• [Task to complete]:
Every line of the data must be copied exactly.

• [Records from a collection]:
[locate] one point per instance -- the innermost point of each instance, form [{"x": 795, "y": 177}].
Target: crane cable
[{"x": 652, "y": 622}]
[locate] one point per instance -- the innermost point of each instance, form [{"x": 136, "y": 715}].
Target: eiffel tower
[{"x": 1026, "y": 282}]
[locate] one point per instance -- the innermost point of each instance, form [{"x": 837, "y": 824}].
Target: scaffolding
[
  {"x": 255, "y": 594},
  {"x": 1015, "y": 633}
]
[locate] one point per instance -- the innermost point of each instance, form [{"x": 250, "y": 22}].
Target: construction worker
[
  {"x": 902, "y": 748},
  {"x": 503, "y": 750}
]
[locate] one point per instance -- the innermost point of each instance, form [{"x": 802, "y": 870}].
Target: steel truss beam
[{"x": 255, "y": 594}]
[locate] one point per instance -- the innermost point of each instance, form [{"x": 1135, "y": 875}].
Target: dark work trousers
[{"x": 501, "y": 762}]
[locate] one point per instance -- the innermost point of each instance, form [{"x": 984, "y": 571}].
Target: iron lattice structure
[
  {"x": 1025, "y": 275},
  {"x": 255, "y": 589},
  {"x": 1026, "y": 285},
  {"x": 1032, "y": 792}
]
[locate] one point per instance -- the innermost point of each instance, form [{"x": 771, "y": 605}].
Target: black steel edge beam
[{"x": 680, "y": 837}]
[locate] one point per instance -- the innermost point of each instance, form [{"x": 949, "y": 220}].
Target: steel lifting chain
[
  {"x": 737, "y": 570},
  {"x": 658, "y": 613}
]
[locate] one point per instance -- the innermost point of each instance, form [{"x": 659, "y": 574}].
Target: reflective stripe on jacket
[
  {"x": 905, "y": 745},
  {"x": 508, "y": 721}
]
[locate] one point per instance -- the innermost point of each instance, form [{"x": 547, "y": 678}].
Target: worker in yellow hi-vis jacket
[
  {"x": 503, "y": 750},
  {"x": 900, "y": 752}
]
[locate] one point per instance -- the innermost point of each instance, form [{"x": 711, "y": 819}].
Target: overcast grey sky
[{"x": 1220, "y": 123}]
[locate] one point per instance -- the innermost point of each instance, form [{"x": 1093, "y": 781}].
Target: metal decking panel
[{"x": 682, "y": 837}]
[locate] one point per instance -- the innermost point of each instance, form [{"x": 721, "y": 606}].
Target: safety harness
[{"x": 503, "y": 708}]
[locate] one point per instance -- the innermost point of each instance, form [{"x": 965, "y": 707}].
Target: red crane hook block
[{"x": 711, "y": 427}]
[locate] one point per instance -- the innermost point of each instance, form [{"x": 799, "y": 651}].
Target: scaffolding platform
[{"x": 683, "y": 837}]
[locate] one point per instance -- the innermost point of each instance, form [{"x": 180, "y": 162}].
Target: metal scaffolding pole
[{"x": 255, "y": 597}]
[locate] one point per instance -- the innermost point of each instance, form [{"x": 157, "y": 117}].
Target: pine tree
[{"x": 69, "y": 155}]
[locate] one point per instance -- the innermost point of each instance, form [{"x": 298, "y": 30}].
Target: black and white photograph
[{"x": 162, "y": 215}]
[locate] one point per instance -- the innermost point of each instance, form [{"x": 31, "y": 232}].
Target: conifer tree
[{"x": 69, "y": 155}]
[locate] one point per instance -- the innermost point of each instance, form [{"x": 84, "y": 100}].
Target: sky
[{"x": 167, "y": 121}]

• [Answer to the problem]:
[locate] one point per instance -- the innermost point of each instance, form [{"x": 795, "y": 177}].
Target: crane cable
[{"x": 652, "y": 622}]
[locate] one point per instance -- the innermost point of each instance, form [{"x": 136, "y": 715}].
Target: eiffel tower
[{"x": 1026, "y": 282}]
[locate] one point per instance -- the innermost point of each instance, form [{"x": 837, "y": 824}].
Target: scaffolding
[
  {"x": 255, "y": 594},
  {"x": 1015, "y": 633}
]
[locate] one point per instance -- the innermost point of each instance, form [{"x": 250, "y": 22}].
Target: construction worker
[
  {"x": 902, "y": 748},
  {"x": 503, "y": 750}
]
[locate] one point per instance -- the innermost point of each instance, form [{"x": 802, "y": 870}].
Target: steel truss beam
[{"x": 255, "y": 594}]
[locate] one point per instance -- the innermost point of each instance, form [{"x": 1135, "y": 875}].
Target: dark work trousers
[{"x": 501, "y": 762}]
[locate] one point per instance -- the innermost point of each instance, form [{"x": 984, "y": 571}].
Target: iron lattice structure
[
  {"x": 1025, "y": 275},
  {"x": 255, "y": 589},
  {"x": 1026, "y": 285},
  {"x": 1032, "y": 792}
]
[locate] one point per instance -- the innermost point of each instance, form [{"x": 771, "y": 605}].
Target: black steel edge beam
[{"x": 680, "y": 837}]
[locate] one point per instance -- the innermost point of each instance, form [{"x": 949, "y": 220}].
Target: steel lifting chain
[
  {"x": 737, "y": 570},
  {"x": 658, "y": 613}
]
[locate] one point per instance -- the innermost point of each instance, form [{"x": 659, "y": 574}].
Target: reflective stripe on jacket
[
  {"x": 905, "y": 745},
  {"x": 508, "y": 721}
]
[locate] one point per instance -- the innermost point of each instance, form [{"x": 547, "y": 678}].
Target: worker in yellow hi-vis jacket
[
  {"x": 503, "y": 750},
  {"x": 900, "y": 752}
]
[locate] one point per instance -- the innermost point of each instance, form [{"x": 711, "y": 819}].
Target: overcast grey sky
[{"x": 1220, "y": 123}]
[locate] one point per instance -- the innermost point of each instance, form [{"x": 1093, "y": 781}].
Target: metal decking panel
[{"x": 682, "y": 837}]
[locate] one point per instance -- the innermost point of each instance, form [{"x": 721, "y": 606}].
Target: safety harness
[{"x": 503, "y": 708}]
[locate] one point per instance -- the innermost point of each instance, form [{"x": 965, "y": 707}].
Target: red crane hook block
[{"x": 711, "y": 427}]
[locate] one point per instance -- the innermost point of each instance, form [{"x": 799, "y": 651}].
Target: scaffolding platform
[{"x": 683, "y": 837}]
[locate] one point per instance -- the innermost point of each instance, form [{"x": 180, "y": 162}].
Target: metal scaffolding pole
[{"x": 255, "y": 597}]
[locate] one point per instance -- the innermost point of each instance, form [{"x": 157, "y": 117}].
Target: pine tree
[{"x": 69, "y": 155}]
[locate] one point per instance -- the innermost point of each instance, form [{"x": 298, "y": 30}].
Target: black and white photograph
[{"x": 162, "y": 215}]
[locate] one point per instance -- the innermost point of each instance, form [{"x": 31, "y": 232}].
Target: conifer tree
[{"x": 69, "y": 155}]
[locate] one point per instance -- the innermost point of each instance, form [{"x": 84, "y": 100}].
Target: sky
[{"x": 167, "y": 121}]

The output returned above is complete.